◆ **What to do**:
Output every line of the records below as a Markdown table with the columns Row and Line, numbering the rows and skipping blank lines. Leave the pictures out.

◆ **Available records**:
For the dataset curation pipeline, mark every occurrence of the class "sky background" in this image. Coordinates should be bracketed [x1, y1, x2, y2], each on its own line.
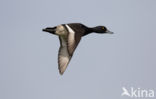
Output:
[0, 0, 156, 99]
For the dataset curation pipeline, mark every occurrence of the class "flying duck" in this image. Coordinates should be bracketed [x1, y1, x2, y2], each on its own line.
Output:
[43, 23, 113, 75]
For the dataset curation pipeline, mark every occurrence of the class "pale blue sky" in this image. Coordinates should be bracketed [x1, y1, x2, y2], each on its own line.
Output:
[0, 0, 156, 99]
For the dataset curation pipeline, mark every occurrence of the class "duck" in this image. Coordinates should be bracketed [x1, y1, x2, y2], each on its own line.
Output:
[42, 23, 113, 75]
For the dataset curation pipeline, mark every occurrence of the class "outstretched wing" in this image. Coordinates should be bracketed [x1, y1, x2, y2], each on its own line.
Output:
[66, 25, 81, 56]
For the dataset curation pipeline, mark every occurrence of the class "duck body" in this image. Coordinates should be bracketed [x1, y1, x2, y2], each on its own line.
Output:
[43, 23, 112, 75]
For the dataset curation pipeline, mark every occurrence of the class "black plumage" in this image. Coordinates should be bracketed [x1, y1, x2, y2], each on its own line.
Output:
[43, 23, 113, 75]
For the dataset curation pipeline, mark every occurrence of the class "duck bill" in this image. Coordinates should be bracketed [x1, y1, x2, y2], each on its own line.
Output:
[106, 30, 114, 34]
[42, 27, 55, 33]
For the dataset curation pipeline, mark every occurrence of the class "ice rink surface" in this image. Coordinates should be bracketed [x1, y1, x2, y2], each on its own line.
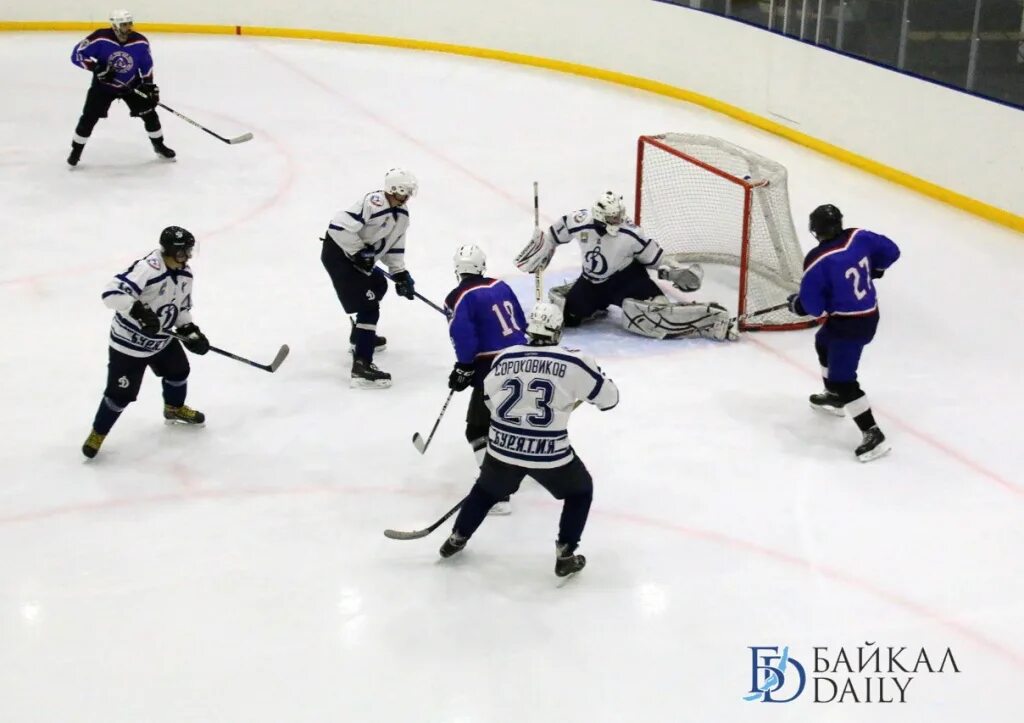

◆ **Exercise solution**:
| Row | Line |
|---|---|
| 1 | For the dataset curation pipeline, mark every occurrence of the class "sky background" in this image. Coordinates should be bracketed [x1, y1, x2, y2], each on its own line. |
| 2 | Output: |
| 3 | [0, 0, 156, 99] |
| 4 | For the dataset curation pipeline, mark every occurrence of the class "flying duck" in this image. Coordinates should be bracketed [x1, y1, x2, y2], each on its own line. |
| 5 | Output: |
| 6 | [43, 23, 113, 75] |
| 7 | For the dataset curation pipeline, mark every occurrence of the class "pale blue sky" in this image. Coordinates should be bracketed [x1, y1, x2, y2], each on its own line. |
| 8 | Output: |
| 9 | [0, 0, 156, 99] |
| 10 | For the dataset curation pipeline, mark every occurrence of the class "duck" in this image. Coordinates should be bracketed [x1, y1, x2, y2], each on its own line. |
| 11 | Output: |
| 12 | [42, 23, 113, 75] |
| 13 | For the dataset curation pipeline, mark every occurrence of the class "outstretched wing" in this image. Coordinates should be bracketed [x1, y1, x2, y2], each on its own line. |
| 14 | Output: |
| 15 | [66, 25, 81, 56] |
| 16 | For the dataset curation pipeline, mark every occurrence of the class "duck body" in this image. Coordinates should be bracketed [x1, y1, x2, y2], each on its own line. |
| 17 | Output: |
| 18 | [43, 23, 112, 75] |
| 19 | For the dataset curation pipeline, mark every occurrence of the class "black plumage" in this image. Coordinates should be bracketed [x1, y1, x2, y2], each on its own line. |
| 20 | Output: |
| 21 | [43, 23, 113, 75] |
| 22 | For the dataset curation pipeline, mark every occurrence of the class "duck bill" in this image. Coordinates should be bracketed [x1, y1, x2, y2], each on its own line. |
| 23 | Output: |
| 24 | [106, 30, 114, 34] |
| 25 | [42, 27, 55, 33] |
| 26 | For the dataset curation pipeline, mark every occurrence of the class "ice rink surface" in this image. Coordinates should be bracketed [x1, y1, x2, y2], each on its own line. |